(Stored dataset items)
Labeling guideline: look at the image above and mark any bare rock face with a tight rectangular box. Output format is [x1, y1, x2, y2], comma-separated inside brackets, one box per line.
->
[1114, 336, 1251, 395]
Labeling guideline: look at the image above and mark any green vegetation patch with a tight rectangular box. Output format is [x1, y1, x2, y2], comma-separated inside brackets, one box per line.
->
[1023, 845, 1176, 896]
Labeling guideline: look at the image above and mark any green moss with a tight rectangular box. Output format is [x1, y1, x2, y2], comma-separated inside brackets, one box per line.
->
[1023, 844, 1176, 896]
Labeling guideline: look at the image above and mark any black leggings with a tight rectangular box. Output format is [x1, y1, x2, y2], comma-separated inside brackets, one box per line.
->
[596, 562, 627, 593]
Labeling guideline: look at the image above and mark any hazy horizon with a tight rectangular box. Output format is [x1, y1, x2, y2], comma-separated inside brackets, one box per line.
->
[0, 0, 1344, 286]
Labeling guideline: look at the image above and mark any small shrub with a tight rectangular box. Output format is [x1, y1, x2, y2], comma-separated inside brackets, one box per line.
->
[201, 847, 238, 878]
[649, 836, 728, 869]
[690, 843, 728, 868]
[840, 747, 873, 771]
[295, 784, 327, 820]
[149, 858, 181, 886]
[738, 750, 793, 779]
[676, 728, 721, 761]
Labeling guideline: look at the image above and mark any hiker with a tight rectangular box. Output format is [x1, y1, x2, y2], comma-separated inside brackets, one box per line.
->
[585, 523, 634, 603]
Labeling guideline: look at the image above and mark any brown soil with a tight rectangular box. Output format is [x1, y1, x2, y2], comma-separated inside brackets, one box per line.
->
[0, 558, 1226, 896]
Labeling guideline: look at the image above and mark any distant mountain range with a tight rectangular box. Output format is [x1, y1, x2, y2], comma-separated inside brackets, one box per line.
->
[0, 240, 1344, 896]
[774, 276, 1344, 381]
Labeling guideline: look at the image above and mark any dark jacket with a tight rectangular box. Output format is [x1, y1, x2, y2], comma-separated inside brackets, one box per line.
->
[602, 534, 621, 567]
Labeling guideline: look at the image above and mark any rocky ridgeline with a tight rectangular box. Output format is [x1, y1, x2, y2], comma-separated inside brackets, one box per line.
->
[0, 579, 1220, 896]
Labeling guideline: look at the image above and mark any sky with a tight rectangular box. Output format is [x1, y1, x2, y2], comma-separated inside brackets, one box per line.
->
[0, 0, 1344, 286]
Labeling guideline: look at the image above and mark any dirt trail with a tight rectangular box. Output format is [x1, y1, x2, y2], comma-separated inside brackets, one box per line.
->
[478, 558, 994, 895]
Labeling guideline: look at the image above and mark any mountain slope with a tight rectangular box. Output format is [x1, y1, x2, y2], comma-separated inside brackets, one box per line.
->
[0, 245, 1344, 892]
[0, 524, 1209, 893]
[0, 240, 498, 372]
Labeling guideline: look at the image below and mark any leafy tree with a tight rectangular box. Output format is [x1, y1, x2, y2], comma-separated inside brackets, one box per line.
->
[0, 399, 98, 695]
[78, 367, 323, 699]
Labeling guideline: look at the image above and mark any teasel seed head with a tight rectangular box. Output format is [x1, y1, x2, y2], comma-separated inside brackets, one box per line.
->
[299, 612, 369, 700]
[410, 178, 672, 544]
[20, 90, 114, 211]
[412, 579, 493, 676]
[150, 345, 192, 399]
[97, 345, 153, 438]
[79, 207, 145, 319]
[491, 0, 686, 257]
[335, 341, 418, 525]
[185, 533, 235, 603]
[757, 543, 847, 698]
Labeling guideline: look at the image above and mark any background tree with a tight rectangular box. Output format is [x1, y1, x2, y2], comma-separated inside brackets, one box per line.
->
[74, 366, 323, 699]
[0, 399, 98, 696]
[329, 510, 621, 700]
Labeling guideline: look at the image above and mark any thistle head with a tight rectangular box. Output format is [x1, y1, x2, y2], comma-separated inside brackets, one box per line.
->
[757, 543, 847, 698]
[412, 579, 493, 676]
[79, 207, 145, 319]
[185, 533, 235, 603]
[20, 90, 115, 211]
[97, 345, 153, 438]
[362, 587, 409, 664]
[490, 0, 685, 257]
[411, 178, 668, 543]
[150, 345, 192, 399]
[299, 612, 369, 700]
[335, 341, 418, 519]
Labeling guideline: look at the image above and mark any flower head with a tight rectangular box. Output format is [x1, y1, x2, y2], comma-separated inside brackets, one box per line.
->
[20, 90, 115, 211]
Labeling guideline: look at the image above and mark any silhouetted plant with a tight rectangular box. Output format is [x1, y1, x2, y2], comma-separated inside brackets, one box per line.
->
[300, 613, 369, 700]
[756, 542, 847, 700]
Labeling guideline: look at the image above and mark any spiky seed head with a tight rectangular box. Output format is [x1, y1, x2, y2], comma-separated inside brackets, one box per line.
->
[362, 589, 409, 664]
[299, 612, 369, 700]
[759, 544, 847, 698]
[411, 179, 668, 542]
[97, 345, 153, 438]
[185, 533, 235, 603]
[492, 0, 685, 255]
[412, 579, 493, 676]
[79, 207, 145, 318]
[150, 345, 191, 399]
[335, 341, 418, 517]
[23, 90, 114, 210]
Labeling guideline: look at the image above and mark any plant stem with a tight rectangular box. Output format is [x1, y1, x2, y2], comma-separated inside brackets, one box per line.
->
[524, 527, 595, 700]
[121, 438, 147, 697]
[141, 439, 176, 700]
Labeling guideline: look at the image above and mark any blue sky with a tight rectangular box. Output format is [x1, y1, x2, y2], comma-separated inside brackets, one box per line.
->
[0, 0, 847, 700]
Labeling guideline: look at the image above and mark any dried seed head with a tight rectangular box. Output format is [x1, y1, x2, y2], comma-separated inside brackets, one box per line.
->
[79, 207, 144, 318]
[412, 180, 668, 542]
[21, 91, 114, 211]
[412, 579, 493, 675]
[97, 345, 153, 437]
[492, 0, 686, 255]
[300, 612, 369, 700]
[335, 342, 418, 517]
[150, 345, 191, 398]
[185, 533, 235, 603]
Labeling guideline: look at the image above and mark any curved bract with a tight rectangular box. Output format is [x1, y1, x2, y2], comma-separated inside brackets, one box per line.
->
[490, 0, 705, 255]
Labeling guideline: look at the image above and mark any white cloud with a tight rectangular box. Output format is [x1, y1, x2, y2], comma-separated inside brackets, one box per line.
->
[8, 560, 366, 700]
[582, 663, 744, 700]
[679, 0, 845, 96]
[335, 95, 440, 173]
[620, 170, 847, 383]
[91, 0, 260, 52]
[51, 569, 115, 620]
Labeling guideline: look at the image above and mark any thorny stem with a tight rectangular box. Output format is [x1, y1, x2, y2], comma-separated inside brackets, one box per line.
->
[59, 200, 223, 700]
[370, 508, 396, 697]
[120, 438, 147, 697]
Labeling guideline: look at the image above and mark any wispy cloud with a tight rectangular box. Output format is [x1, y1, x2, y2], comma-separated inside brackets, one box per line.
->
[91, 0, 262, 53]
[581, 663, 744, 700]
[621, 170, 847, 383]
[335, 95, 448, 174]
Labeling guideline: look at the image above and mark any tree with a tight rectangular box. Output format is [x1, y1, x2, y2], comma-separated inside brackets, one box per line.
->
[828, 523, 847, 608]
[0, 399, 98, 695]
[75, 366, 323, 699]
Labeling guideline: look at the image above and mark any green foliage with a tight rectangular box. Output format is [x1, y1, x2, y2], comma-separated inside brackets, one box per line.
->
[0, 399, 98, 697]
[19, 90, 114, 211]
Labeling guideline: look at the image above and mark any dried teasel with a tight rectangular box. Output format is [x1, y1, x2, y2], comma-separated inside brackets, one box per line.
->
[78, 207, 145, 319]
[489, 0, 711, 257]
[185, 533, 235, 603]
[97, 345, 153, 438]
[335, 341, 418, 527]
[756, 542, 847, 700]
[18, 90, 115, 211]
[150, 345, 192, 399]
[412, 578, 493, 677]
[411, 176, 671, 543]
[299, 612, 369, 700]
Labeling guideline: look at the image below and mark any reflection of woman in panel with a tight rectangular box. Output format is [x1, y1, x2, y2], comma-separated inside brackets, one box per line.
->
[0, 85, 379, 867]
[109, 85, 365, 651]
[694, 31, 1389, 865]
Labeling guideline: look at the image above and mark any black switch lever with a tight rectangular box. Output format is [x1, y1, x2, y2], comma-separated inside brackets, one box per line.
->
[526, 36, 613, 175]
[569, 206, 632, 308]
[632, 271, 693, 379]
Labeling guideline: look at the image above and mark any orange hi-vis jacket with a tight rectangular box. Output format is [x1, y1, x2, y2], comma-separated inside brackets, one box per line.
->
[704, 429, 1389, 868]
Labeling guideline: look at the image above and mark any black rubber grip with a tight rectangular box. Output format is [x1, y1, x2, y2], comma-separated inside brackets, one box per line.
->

* [WORK TO BE COMPLETED]: State how many lines of the material contain the word "green". Give only the number.

* [TASK SOLUTION]: 3